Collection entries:
☆ ☆ ☆ ☆ ☆ ☆ ☆
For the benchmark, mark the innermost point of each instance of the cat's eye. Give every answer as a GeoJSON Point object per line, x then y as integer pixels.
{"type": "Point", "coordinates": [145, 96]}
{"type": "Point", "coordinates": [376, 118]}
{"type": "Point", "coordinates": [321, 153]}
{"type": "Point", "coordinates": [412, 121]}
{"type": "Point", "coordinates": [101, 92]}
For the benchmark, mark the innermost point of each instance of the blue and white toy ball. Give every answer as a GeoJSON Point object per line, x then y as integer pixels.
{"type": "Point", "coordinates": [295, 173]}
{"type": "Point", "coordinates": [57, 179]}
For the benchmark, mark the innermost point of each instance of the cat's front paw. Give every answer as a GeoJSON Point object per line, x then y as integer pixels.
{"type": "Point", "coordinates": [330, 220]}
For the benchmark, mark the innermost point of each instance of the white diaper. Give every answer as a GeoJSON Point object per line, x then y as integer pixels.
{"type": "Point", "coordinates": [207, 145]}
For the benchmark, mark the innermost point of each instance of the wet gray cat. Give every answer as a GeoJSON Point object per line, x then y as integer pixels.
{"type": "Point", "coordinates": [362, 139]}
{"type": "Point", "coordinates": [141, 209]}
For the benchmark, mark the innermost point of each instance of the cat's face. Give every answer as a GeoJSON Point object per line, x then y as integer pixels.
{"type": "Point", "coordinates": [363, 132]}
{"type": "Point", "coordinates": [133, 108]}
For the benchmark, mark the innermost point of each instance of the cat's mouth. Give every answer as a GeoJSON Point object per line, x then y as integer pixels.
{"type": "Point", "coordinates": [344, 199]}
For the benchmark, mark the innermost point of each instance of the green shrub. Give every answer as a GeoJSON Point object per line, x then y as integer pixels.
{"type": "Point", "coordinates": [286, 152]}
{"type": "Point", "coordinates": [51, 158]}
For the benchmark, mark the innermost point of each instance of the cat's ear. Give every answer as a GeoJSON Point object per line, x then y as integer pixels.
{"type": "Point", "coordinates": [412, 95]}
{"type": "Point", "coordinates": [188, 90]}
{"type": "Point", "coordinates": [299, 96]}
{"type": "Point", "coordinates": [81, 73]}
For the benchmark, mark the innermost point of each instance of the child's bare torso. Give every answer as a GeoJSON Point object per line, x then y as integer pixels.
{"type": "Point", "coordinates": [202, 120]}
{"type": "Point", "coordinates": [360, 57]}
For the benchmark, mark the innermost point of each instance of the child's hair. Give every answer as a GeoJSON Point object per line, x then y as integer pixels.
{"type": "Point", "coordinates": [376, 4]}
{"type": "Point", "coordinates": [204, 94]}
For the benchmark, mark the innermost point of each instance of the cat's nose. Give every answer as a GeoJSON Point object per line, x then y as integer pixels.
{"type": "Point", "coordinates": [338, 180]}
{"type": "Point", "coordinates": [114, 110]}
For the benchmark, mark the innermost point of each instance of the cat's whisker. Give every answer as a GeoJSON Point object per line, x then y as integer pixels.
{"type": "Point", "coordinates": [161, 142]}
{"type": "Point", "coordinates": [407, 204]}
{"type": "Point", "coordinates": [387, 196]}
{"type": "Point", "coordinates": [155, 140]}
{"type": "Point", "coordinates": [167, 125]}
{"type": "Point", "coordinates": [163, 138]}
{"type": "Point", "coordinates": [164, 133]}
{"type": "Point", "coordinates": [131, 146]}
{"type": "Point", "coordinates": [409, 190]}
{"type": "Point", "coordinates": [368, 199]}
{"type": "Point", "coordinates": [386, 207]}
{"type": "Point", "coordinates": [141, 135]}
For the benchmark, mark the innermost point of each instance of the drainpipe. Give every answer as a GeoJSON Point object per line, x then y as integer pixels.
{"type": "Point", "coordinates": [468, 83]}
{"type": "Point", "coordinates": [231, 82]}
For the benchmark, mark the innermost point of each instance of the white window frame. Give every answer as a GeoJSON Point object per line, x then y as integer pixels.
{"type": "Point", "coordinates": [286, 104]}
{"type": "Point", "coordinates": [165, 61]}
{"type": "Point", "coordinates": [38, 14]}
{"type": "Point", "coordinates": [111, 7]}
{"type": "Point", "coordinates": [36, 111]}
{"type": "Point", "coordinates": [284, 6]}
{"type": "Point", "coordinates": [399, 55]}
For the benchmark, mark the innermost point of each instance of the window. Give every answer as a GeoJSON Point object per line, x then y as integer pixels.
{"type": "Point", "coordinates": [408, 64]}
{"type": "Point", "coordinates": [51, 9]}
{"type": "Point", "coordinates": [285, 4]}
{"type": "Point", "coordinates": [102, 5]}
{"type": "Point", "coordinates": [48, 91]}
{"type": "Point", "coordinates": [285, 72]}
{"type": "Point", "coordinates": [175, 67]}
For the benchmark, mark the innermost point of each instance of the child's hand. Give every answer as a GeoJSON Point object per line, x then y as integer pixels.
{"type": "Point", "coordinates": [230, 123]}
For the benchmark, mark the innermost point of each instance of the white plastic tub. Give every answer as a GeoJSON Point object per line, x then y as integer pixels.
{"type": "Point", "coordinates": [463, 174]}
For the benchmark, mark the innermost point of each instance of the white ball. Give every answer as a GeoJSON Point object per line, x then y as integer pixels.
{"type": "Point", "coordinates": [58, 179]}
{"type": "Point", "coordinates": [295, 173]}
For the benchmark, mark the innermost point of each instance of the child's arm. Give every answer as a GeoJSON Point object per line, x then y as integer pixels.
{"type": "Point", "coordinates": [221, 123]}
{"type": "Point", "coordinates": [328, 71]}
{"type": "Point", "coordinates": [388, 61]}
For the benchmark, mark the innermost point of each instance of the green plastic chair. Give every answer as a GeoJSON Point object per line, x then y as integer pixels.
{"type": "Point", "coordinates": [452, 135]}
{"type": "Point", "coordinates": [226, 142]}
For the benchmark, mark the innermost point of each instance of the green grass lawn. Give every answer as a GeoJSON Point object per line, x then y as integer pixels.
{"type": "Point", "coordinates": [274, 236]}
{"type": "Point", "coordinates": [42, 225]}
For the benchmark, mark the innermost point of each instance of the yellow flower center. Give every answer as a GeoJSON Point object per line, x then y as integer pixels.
☆ ☆ ☆ ☆ ☆ ☆ ☆
Exercise objective:
Every line of the data above should be reproduced word for word.

Finished task:
For the benchmark, mark the innermost point of each instance of the cat's eye. Give every answer as a GeoJSON Point object per line, x then y as integer pixels.
{"type": "Point", "coordinates": [145, 96]}
{"type": "Point", "coordinates": [376, 118]}
{"type": "Point", "coordinates": [321, 153]}
{"type": "Point", "coordinates": [412, 121]}
{"type": "Point", "coordinates": [101, 92]}
For the benchmark, mark the innermost point of each instance of the blue and white toy ball. Give every answer as a GeoJSON Point object per line, x then y as integer pixels.
{"type": "Point", "coordinates": [295, 173]}
{"type": "Point", "coordinates": [57, 179]}
For the benchmark, mark the innermost point of each instance of the cat's front paw. Give every answer as a GeoJSON Point object per line, x then y as integer pixels.
{"type": "Point", "coordinates": [330, 220]}
For the benchmark, mark the innermost point of each instance of the white diaper. Give every answer as a GeoJSON Point object per line, x then y as integer pixels.
{"type": "Point", "coordinates": [207, 145]}
For the benchmark, mark the innermost point of each instance of the wet gray cat. Give every answer as a GeoJSON Point object per line, x then y as integer pixels.
{"type": "Point", "coordinates": [362, 139]}
{"type": "Point", "coordinates": [141, 209]}
For the benchmark, mark the innermost point of each instance of the cat's face. Give every answer as a GeoJSON Point object per line, x then y as integer pixels.
{"type": "Point", "coordinates": [363, 132]}
{"type": "Point", "coordinates": [133, 108]}
For the benchmark, mark the innermost point of each instance of the cat's mouth. Give every answer as a GeoJSON Point object per line, x then y as integer pixels.
{"type": "Point", "coordinates": [344, 199]}
For the benchmark, mark the innermost point of each instance of the green shrub. Give every answer as a GeoJSON Point object per line, x then y as integer pixels.
{"type": "Point", "coordinates": [286, 152]}
{"type": "Point", "coordinates": [51, 158]}
For the benchmark, mark the innermost point of each instance of the cat's ear. Give every answer as a GeoJSON Point object per line, x then y as integer pixels.
{"type": "Point", "coordinates": [412, 95]}
{"type": "Point", "coordinates": [188, 90]}
{"type": "Point", "coordinates": [299, 96]}
{"type": "Point", "coordinates": [81, 73]}
For the benchmark, mark the innermost point of each instance of the child's bare torso. Give every answer as a GeoJSON Point object per line, x then y as integer pixels.
{"type": "Point", "coordinates": [202, 120]}
{"type": "Point", "coordinates": [360, 57]}
For the benchmark, mark the innermost point of each instance of the child's hair. Give every answer as a GeoJSON Point object per line, x then y as integer pixels.
{"type": "Point", "coordinates": [376, 4]}
{"type": "Point", "coordinates": [204, 94]}
For the benchmark, mark the innermost point of each instance of the cat's nose. Give every answer as a GeoJSON Point object per line, x then y as integer pixels.
{"type": "Point", "coordinates": [338, 180]}
{"type": "Point", "coordinates": [114, 110]}
For the benchmark, mark the innermost point of each instance of the cat's whisker. Give every answer as a GeoJSON Point object per line, x then y as integer pixels.
{"type": "Point", "coordinates": [161, 142]}
{"type": "Point", "coordinates": [407, 204]}
{"type": "Point", "coordinates": [387, 196]}
{"type": "Point", "coordinates": [155, 140]}
{"type": "Point", "coordinates": [167, 125]}
{"type": "Point", "coordinates": [163, 138]}
{"type": "Point", "coordinates": [164, 133]}
{"type": "Point", "coordinates": [131, 146]}
{"type": "Point", "coordinates": [409, 190]}
{"type": "Point", "coordinates": [368, 199]}
{"type": "Point", "coordinates": [386, 207]}
{"type": "Point", "coordinates": [141, 135]}
For the benchmark, mark the innermost point of each instance of the drainpipe. Give every answer as a GeoJSON Point object per line, x then y as integer pixels.
{"type": "Point", "coordinates": [468, 83]}
{"type": "Point", "coordinates": [231, 82]}
For the benchmark, mark the innermost point of each instance of the white window frame. Give every answer as a GeoJSON Point object per line, x then y as integer pixels.
{"type": "Point", "coordinates": [286, 104]}
{"type": "Point", "coordinates": [165, 61]}
{"type": "Point", "coordinates": [38, 14]}
{"type": "Point", "coordinates": [111, 7]}
{"type": "Point", "coordinates": [36, 111]}
{"type": "Point", "coordinates": [284, 6]}
{"type": "Point", "coordinates": [399, 55]}
For the benchmark, mark the innermost point of each instance of the window. Give every answer as a GeoJSON Point object per line, x then y as integer pixels.
{"type": "Point", "coordinates": [408, 64]}
{"type": "Point", "coordinates": [51, 9]}
{"type": "Point", "coordinates": [285, 4]}
{"type": "Point", "coordinates": [102, 5]}
{"type": "Point", "coordinates": [48, 91]}
{"type": "Point", "coordinates": [285, 72]}
{"type": "Point", "coordinates": [175, 67]}
For the benchmark, mark the innermost point of each instance of the child's hand. Give every answer as a GeoJSON Point object per line, x then y as integer pixels.
{"type": "Point", "coordinates": [230, 123]}
For the benchmark, mark the innermost point of each instance of the white plastic tub. Give every answer as a GeoJSON Point object per line, x then y as integer pixels.
{"type": "Point", "coordinates": [463, 174]}
For the benchmark, mark the innermost point of each instance of the white ball. Give every answer as a GeoJSON Point object per line, x then y as integer pixels.
{"type": "Point", "coordinates": [58, 179]}
{"type": "Point", "coordinates": [295, 173]}
For the benchmark, mark the innermost point of each instance of the child's arm. Give every answer as a GeoJSON Point object per line, x then y as integer pixels.
{"type": "Point", "coordinates": [221, 123]}
{"type": "Point", "coordinates": [328, 71]}
{"type": "Point", "coordinates": [388, 61]}
For the benchmark, mark the innermost point of each instance of the green plastic chair. Give every answer as a GeoJSON Point object per line, x then y as integer pixels.
{"type": "Point", "coordinates": [452, 135]}
{"type": "Point", "coordinates": [226, 142]}
For the benchmark, mark the innermost point of each instance of the green grass lawn. Give every answer as a GeoJSON Point object per line, x then y as integer pixels.
{"type": "Point", "coordinates": [274, 236]}
{"type": "Point", "coordinates": [42, 225]}
For the benchmark, mark the innermost point of each instance of the yellow flower center. Give every answer as a GeoJSON Point object per line, x then y as integer pixels.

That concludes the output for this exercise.